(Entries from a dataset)

+---+

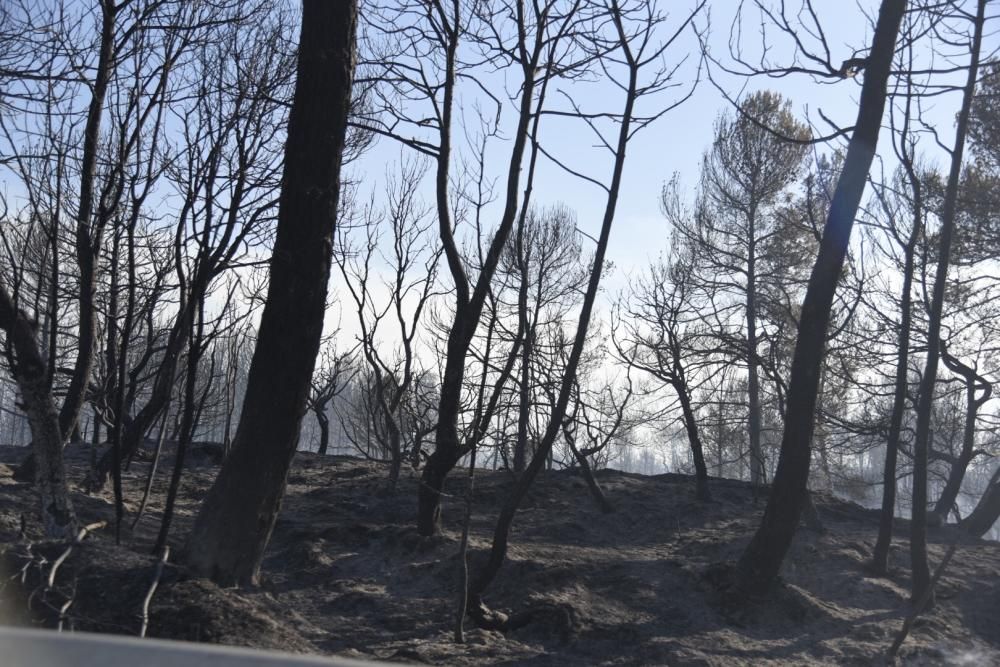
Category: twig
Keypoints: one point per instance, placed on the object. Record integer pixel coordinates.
(86, 530)
(65, 608)
(152, 589)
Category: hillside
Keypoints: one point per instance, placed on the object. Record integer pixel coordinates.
(346, 574)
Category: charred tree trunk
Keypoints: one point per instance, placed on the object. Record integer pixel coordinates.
(234, 525)
(753, 378)
(973, 383)
(324, 430)
(987, 510)
(880, 556)
(88, 248)
(501, 533)
(921, 575)
(697, 451)
(28, 368)
(759, 564)
(588, 474)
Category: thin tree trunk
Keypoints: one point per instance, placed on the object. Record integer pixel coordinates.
(29, 371)
(753, 379)
(88, 248)
(501, 534)
(588, 475)
(973, 382)
(920, 570)
(233, 528)
(880, 555)
(152, 471)
(324, 430)
(987, 510)
(759, 564)
(697, 452)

+---+

# Task directions:
Copy every one of the entries above word for word, but leave out the pictures.

# Task answer:
Category: twig
Keypoints: one point per instance, placed on the object. Record integer pixel coordinates.
(86, 530)
(65, 608)
(152, 589)
Category: hillside
Keypoints: one point per instance, placed on the object. Record integer pixel coordinates.
(346, 574)
Category: charred tree trunk
Keypoints: one point per instance, placed on the object. Record integer pixel coordinates.
(234, 525)
(753, 378)
(973, 383)
(324, 430)
(987, 510)
(880, 556)
(88, 248)
(501, 533)
(921, 575)
(697, 451)
(28, 368)
(759, 564)
(588, 474)
Category: thin tree trunk
Keypoints: one point per instance, placed on the object. Record integer pixel coordinates.
(29, 371)
(753, 379)
(88, 248)
(501, 534)
(588, 475)
(973, 382)
(920, 570)
(233, 528)
(880, 555)
(152, 471)
(324, 430)
(987, 510)
(759, 564)
(697, 452)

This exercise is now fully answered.